Can you transcribe every record below exactly as it appears?

Data records:
____________

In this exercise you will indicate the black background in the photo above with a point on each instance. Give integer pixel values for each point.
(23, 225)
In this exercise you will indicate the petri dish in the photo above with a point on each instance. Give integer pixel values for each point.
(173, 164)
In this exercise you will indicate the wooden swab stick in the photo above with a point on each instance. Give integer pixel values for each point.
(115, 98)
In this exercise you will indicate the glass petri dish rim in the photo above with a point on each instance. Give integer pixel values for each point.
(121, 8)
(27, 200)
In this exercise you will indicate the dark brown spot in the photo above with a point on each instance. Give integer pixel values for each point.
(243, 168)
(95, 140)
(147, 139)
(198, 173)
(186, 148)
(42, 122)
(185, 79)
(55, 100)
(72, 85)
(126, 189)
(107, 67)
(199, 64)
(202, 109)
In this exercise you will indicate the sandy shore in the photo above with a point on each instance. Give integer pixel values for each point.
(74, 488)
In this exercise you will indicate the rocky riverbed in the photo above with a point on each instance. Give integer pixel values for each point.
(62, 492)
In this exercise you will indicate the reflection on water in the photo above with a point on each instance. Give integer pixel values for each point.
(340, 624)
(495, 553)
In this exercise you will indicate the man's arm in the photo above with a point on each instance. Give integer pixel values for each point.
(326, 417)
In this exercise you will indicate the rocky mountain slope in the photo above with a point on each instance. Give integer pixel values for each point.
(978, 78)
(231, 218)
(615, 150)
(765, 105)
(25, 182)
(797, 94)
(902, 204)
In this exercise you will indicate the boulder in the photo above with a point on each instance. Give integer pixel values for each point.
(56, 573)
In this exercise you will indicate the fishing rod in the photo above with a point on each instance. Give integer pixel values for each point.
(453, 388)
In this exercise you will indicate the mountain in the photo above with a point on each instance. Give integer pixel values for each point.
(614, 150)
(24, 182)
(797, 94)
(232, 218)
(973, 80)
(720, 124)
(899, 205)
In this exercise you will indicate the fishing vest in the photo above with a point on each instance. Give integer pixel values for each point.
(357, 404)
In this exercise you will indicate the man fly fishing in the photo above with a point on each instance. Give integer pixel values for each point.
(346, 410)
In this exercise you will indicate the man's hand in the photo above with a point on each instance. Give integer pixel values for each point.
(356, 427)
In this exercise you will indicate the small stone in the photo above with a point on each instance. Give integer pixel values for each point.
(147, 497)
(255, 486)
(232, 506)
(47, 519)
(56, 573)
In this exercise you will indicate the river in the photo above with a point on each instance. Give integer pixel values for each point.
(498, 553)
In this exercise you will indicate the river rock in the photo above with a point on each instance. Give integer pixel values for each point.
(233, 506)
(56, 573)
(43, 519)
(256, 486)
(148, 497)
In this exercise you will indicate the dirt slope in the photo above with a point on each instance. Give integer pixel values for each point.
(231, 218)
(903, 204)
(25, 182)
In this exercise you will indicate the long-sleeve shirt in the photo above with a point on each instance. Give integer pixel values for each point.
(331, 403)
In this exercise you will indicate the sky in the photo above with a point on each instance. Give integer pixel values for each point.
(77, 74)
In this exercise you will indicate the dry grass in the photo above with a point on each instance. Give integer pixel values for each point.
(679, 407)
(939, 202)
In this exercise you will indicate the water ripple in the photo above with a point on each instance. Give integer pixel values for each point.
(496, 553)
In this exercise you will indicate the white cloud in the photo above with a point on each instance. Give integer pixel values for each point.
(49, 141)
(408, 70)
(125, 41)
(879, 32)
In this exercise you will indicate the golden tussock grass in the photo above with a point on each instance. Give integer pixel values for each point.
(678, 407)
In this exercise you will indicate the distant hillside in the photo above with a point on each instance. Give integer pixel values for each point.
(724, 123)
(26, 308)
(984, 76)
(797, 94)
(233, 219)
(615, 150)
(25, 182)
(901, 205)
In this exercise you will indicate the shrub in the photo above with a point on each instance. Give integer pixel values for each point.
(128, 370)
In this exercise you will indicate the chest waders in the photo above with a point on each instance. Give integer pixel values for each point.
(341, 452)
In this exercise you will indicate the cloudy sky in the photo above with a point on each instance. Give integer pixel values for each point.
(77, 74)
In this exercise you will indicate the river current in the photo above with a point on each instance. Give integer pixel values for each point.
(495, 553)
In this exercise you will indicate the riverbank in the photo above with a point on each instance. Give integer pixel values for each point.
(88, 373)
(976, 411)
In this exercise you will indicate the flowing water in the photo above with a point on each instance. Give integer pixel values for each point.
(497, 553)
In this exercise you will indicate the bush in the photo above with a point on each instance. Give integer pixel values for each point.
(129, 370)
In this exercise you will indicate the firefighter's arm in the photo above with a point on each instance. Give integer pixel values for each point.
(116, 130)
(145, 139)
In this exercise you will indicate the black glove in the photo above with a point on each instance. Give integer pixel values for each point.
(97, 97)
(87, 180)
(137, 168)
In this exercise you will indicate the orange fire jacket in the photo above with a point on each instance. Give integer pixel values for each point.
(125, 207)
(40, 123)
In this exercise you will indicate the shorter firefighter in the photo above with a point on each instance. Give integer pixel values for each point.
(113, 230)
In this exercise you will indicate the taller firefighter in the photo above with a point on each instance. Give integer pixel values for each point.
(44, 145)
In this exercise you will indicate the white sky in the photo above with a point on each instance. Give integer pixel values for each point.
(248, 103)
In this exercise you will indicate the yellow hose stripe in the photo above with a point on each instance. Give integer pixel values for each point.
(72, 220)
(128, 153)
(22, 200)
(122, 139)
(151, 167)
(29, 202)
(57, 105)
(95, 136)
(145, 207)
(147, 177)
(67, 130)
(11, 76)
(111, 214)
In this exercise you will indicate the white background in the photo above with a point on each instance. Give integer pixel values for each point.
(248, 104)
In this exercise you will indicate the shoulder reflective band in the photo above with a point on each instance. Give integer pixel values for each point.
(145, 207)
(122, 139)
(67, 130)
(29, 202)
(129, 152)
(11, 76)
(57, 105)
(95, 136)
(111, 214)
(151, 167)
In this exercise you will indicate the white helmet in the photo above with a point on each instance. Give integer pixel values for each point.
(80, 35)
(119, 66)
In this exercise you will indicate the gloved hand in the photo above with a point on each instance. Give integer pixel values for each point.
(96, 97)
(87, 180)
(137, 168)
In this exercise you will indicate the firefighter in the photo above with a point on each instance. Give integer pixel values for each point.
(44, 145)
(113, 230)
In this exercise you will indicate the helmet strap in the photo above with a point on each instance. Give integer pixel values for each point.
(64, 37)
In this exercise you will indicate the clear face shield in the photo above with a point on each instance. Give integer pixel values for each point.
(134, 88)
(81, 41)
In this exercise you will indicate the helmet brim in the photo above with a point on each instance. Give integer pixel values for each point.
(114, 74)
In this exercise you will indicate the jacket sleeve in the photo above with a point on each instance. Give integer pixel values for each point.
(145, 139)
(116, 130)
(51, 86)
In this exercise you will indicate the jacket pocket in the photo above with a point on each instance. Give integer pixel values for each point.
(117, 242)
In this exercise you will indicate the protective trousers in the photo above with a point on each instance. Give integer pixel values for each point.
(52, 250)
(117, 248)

____________

Task output:
In this exercise you will indicate the black background in the photo above with a point on each instance. Give integer pixel values for each point.
(23, 225)
In this exercise you will indicate the petri dish in the photo above with a point on each instance. Give integer pixel values for each point.
(173, 164)
In this exercise you will indicate the wooden swab stick in the photo above with a point on each instance. Give integer pixel values for each point.
(115, 98)
In this exercise you will indicate the glass petri dish rim in the photo above with a point on each instance. Give integer pixel values for each point.
(121, 8)
(27, 200)
In this exercise you will indicate the dark brown spot in the photo above with a point on each instance. Give integer pixel values for each point.
(243, 168)
(95, 140)
(147, 139)
(198, 173)
(186, 148)
(42, 122)
(185, 79)
(55, 100)
(72, 85)
(126, 189)
(107, 67)
(199, 64)
(202, 109)
In this exercise you will indicate the sandy shore in the photo above with a point on each instance. Give integer pixel values for each point.
(74, 488)
In this exercise you will indicate the rocky riverbed in the photo above with a point on each instance. Give integer pixel values for each point.
(62, 492)
In this exercise you will indicate the reflection on water in the photo above with a point on each instance. Give integer pixel values for each point.
(340, 624)
(495, 553)
In this exercise you will indicate the man's arm in the photo above with a point on each instance. Give integer pixel values for each point.
(326, 417)
In this exercise you will indicate the rocky mountain slope in the photo above with a point on each instance. Give integer pixel values for each point.
(978, 78)
(231, 218)
(615, 150)
(765, 105)
(25, 182)
(797, 94)
(902, 204)
In this exercise you will indicate the boulder in the photo above with a point on each instance. Give integer pixel values for each point.
(56, 573)
In this exercise you will indicate the fishing rod in the photo above with a point on each instance. Give integer pixel values for each point.
(453, 388)
In this exercise you will indicate the mountain in the photo above with a point on each instance. Give integer pixel values for each point.
(614, 150)
(24, 182)
(797, 94)
(232, 218)
(973, 80)
(720, 124)
(899, 205)
In this exercise you will indicate the fishing vest in the photo above with a point on each instance. Give integer pixel values for each point.
(357, 404)
In this exercise you will indicate the man fly fishing in the photo above with a point on each instance. Give integer pixel values for each point.
(346, 410)
In this exercise you will indicate the man's hand in the photo above with a point on each instance. Give integer pixel values for each point.
(356, 427)
In this exercise you will indicate the small stone in the photo above with a point on each instance. Give integer pixel values for each point.
(147, 497)
(255, 486)
(232, 506)
(47, 519)
(56, 573)
In this exercise you will indicate the river in the photo above with a point on each instance. Give integer pixel values for each point.
(498, 553)
In this exercise you will indicate the river rock in the photo above with a point on each instance. Give integer pixel values for each point.
(233, 506)
(56, 573)
(43, 519)
(256, 486)
(148, 497)
In this exercise you will indicate the dirt slope in the photo above with a point on each instance. Give integer pixel values for each point.
(231, 218)
(903, 204)
(25, 182)
In this exercise you will indicate the long-sleeve shirt in the photo above with a point on each instance. Give integer pixel values for each point.
(331, 403)
In this exercise you will indicate the sky in the photo above with a point on each instance. Give integer pixel values for each point.
(77, 74)
In this exercise you will indicate the dry grass in the photo above with a point on each instance. Give integer pixel values for each point.
(679, 407)
(939, 202)
In this exercise you will indicate the water ripple in the photo above with a point on each instance. Give integer pixel values for each point.
(496, 553)
In this exercise you will indicate the white cloud in the photo above with a point on each instance. Give integer pixel values for each point.
(49, 141)
(408, 70)
(125, 41)
(879, 32)
In this exercise you will indicate the golden tussock grass in the photo above with a point on each instance. Give integer pixel values for each point.
(678, 407)
In this exercise you will indicate the distant hillside in the photo above with a point on each instance. Give integer pixel values for each point.
(724, 123)
(26, 308)
(984, 76)
(797, 94)
(233, 219)
(615, 150)
(25, 182)
(901, 205)
In this exercise you will indicate the shrub in the photo above with a point on each instance. Give integer pixel values for each point.
(128, 370)
In this exercise you will indicate the chest waders in the photo above with a point on each instance. Give integer pixel values for each point.
(341, 452)
In this exercise you will indicate the cloudy sky in the photo above with a point on each instance. Give integer pixel values for each point.
(77, 74)
In this exercise you will indicate the river current in the photo above with a point on each instance. Give integer pixel values for each point.
(495, 553)
In this exercise you will indicate the riverbank in the photo above with a point on each instance. Give integer pixel values for each point.
(88, 373)
(976, 411)
In this exercise you will indicate the flowing water in the photo above with a point on each instance. Give integer pixel values for each point.
(497, 553)
In this exercise you will indicate the bush in the photo above with a point on each instance. Give integer pixel values for each point.
(129, 370)
In this exercise you will indicate the firefighter's arm in the photo above with a point on each instance. Give integer pixel values for each point.
(116, 130)
(145, 139)
In this exercise you will indicate the black glove in the photo above with a point on each instance. Give integer pixel values for each point.
(97, 97)
(87, 180)
(137, 168)
In this exercise you will indicate the orange fire jacket in the photo above with a point on each instance. Give integer pixel values for each point.
(125, 207)
(40, 123)
In this exercise you will indicate the shorter firefighter in the photo above with a point on each instance. Give integer pixel values for each point.
(113, 230)
In this exercise you will indicate the taller firefighter in the photo above with a point on each instance. Give integer pixel values for each point.
(44, 145)
In this exercise you will indicate the white sky in the photo above with a point on each instance. Give integer pixel values for each point.
(248, 103)
In this exercise you will indicate the yellow hose stripe in the photo above with a point on each instance. Give integer pixel values for each point.
(72, 220)
(128, 153)
(22, 200)
(122, 139)
(151, 167)
(29, 202)
(57, 105)
(95, 136)
(145, 207)
(147, 177)
(67, 130)
(11, 76)
(111, 214)
In this exercise you will indicate the white background in the photo above with a point on each instance. Give integer pixel values for each point.
(248, 104)
In this exercise you will indicate the shoulder reflective band in the photo above with a point on each instance. Give integer pixel values for each point.
(145, 207)
(122, 139)
(67, 130)
(29, 202)
(129, 152)
(11, 76)
(57, 105)
(95, 136)
(111, 214)
(151, 167)
In this exercise you will indicate the white helmet in the photo above with a point on each instance. Give integer pixel values for each point.
(80, 35)
(119, 66)
In this exercise you will indicate the gloved hand in the photo above with a point on each instance. Give integer pixel values for each point.
(96, 97)
(87, 180)
(137, 168)
In this exercise you will indicate the firefighter in the photo above with a point on each instance. Give integer pixel values for each point.
(44, 145)
(113, 230)
In this exercise you will indicate the helmet strap in the photo above with a point on each instance. Give integer pixel values for each point.
(64, 37)
In this exercise you will indicate the clear face shield in the photo above with a point on each instance. Give integer pixel values for each point.
(134, 88)
(81, 41)
In this exercise you will indicate the helmet brim in the photo above with a point on each instance. Give integer pixel values for each point.
(114, 74)
In this exercise you will indicate the jacket sleeve in the photo above with a point on each instance. Give integer pixel values for each point.
(145, 139)
(116, 130)
(51, 86)
In this exercise you will indicate the jacket pocket in the photo above with a point on each instance. Give integer pixel values for each point.
(117, 242)
In this exercise you will indicate the protective trousers in the photo above with a point on each instance. Give integer pixel values for each point.
(52, 250)
(117, 248)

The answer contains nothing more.